Enunciado
Indique se cada afirmação abaixo concorda com o texto sobre o amor ao outro, respondendo sim ou não e citando literalmente as palavras do texto que decidem.
1. A ética cristã foi mais influenciada pelo sermão da montanha do que pelos mestres gregos.
2. O amor incondicional e universal inclui também o inimigo.
3. Na cultura ocidental triunfou o paradigma da identidade com exclusão da diferença.

##### Texto base

Quando esta última ocorre, mesmo em estágios primitivos da evolução há bilhões de anos, ai surge a primeira manifestação do amor como fenômeno cósmico e biológico. Na medida em que o universo se inflaciona e se complexifica, essa conexão espontânea e amorosa tende a incrementar-se. No nivel humano, ganha força e se torna o móvel principal das ações humanas.
O amor se orienta sempre pelo outro. Significa uma aventura abraâmica, a de deixar a sua própria realidade e ir ao encontro do diferente e estabelecer uma relação de aliança, de amizade e de amor com ele.

O limite mais desastroso do paradigma ocidental tem a ver com o outro, pois o vê antes como obstáculo do que oportunidade de encontro. A estratégia foi e é esta: ou incorporá-lo, ou submete-lo ou eliminá-lo como fez com as culturas da África e da América Latina. Isso se aplica também para com a natureza. A relação não é de mútua pertença e de inclusão mas de exploração e de submetimento. Negando o outro, perde-se a chance da aliança, do diálogo e do mútuo aprendizado. Na cultura ocidental triunfou o paradigma da identidade com exclusão da diferença. Isso gerou arrogância e muita violência.

O outro goza de um privilégio: permite surgir o ethos que ama. Foi vivido pelo Jesus histórico e pelo paleocristianismo antes de se constituir em instituição com doutrinas e ritos. A ética cristã foi mais influenciada pelos mestres gregos do que pelo sermão da montanha e prática de Jesus. O paleocristianismo, ao contrário, dá absoluta centralidade ao amor ao outro que para Jesus, é idêntico ao amor a Deus. O amor é tão central que quem tem o amor tem tudo. Ele testemunha esta sagrada convicção de que Deus é amor(1 Jo 4,8), o amor vem de Deus (1 Jo 4,7) e o amor não morrerá jamais (1Cor 13,8). E esse amor incondicional e universal inclui também o inimigo (Lc 6,35). O ethos que ama se expressa na lei áurea, presente em todas as tradições da humanidade: “ame o próximo como a ti mesmo”; “não faça ao outro o que não queres que te façam a ti”. O Papa Francisco resgatou o Jesus histórico: para ele é mais importante o amor e a misericórdia do que a doutrina e a disciplina.

Para o cristianismo, Deus mesmo se fez outro pela encarnação. Sem passar pelo outro, sem o outro mais outro que é o faminto, o pobre, o peregrino e o nu, não se pode encontrar Deus nem alcançar a plenitude da vida (Mt 25,31-46). Essa saída de si para o outro a fim de amá-lo nele mesmo, amá-lo sem retorno, de forma incondicional, funda o ethos o mais inclusivo possível, o mais humanizador que se possa imaginar. Esse amor é um movimento só, vai ao outro, a todas as coisas e a Deus.

##########
##### Dados apresentados

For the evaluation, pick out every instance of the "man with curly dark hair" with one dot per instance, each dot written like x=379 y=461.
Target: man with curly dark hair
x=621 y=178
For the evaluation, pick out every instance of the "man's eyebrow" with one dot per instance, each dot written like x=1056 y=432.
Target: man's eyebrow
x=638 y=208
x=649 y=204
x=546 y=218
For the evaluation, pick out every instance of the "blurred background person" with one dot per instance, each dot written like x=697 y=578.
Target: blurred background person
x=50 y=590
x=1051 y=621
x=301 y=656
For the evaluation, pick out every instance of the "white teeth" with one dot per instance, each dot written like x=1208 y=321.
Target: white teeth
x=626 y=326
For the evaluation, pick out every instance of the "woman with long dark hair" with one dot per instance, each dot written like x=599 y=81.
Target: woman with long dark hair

##########
##### Dados apresentados

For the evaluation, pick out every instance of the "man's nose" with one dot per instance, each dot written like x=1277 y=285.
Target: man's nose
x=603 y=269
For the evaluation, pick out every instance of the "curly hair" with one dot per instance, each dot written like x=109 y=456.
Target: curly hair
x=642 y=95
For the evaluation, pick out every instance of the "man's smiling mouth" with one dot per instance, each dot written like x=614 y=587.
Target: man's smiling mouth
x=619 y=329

##########

Resposta
1. Não: "A ética cristã foi mais influenciada pelos mestres gregos do que pelo sermão da montanha e prática de Jesus."
2. Sim: "E esse amor incondicional e universal inclui também o inimigo (Lc 6,35)."
3. Sim: "Na cultura ocidental triunfou o paradigma da identidade com exclusão da diferença."